SELECTION:
____________________

A 5th-8th c. early "I, Joseph" Georgian text, crucial for my thesis, contains probably the first notice that Joseph's apocryphal missionary activity was associated with that of St. Philip and that together the two built a church at Lydda (Diospolis),
directly west of Jerusalem. The NT Book of Acts names two Philips and defines their missionary area as Samaria and Caesarea in Palestine and Hierapolis and Phrygia/Galatia in Turkey. If Joseph had ever been associated with Philip, primary documents place them only in the East. The reader is asked to keep this point in
abeyance.
A literary floodgate was opened by an anonymous monk who, about 530, was copying the Liber Pontificalis, a chronicle of the popes listing salient events during each reign. Under Pope Eleutherus (170-185), the copyist inserted: "This pope received a
letter from British King Lucius [Britannio rege Lucio] asking that he might be made a Christian through his agency." The copyist did not name Philip or Joseph. The problem is that in 170 there were no kings of Britannia, which was still a Roman province. Both
l'Abbé L. Duchesne, premier editor of the Liber Pontificalis, and Louise Ropes Loomis, its translator, wonder about the source of the insertion. Loomis asserts that the "
statement . . . appears first here in Liber Pontificalis."
The interpolated note was used by Bede (8th c.) in his Ecclesiastical History of Britain, who in turn was a source for every other early British historian, including Pseudo-Nennius. Bede followed his source in naming British King Lucius and Pope
Eleutherus, and he accepted the first conversion of Britain at that time.33 Gildas, sixthcentury monk-historian, our earliest British source--and Bede's main authority--made no reference to any of this. Thus Bede's source here must be the scribal insert. But this
simple insertion has had the most far-reaching consequences.
William of Malmesbury, writing his history of Glastonbury Abbey about 1125, used Bede and Freculphus, ninth-century bishop of Lisieux. The words of Freculphus' Chronicle: Phillipus . . . Gallis praedicavit Christum were ambiguous enough to
suggest that Philip had preached in France rather than--what was true --among the Gauls in Galatia, Turkey. Indeed, William's original book had said only that unnamed missionaries had been sent to Britain by the pope at the request of British King Lucius
in 166 (from Bede). He said that if St. Philip had preached in Gaul "as Freculphus had declared," it was probably he who sent the missionaries into Britain. Though William did not mention Joseph, his book led ultimately to the claims of Glastonbury Abbey to
have been founded by Joseph of Arimathea. The little book by J. A. Robinson, essentially the locus classicus on this topic,
tells what happened next, and it is well known. In 1184 fire had seriously damaged Glastonbury. Funds were required for its repair. In 1189 funding from King Henry II ceased with his death. In 1191 the monks announced that they had found the bodies of
King Arthur and Guenevere on the gr ounds, and soon after they claimed the tomb of Joseph with two vials containing the blood and water from Jesus' side. The tourists came with open purses. But two vials are not the Grail--which, oddly, Glastonbury
never claimed to have.

____________________

COLLECTED DATA:
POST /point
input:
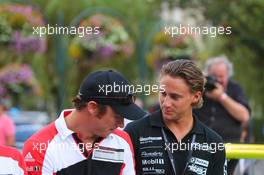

____________________

DIRECTIVES:
(1) List every king named in the passage on the Glastonbury legend.
(2) In the passage on the Glastonbury legend, rewrite the part starting with "The interpolated note" and going on through "most far-reaching consequences.", putting "copyist's addition" in place of "scribal insert".
The lines have no connection to the passage on the Glastonbury legend.

ANSWERS FOR THE TASKS:
(1) Lucius, Henry II, Arthur

(2)
The interpolated note was used by Bede (8th c.) in his Ecclesiastical History of Britain, who in turn was a source for every other early British historian, including Pseudo-Nennius. Bede followed his source in naming British King Lucius and Pope
Eleutherus, and he accepted the first conversion of Britain at that time.33 Gildas, sixthcentury monk-historian, our earliest British source--and Bede's main authority--made no reference to any of this. Thus Bede's source here must be the copyist's addition. But this
simple insertion has had the most far-reaching consequences.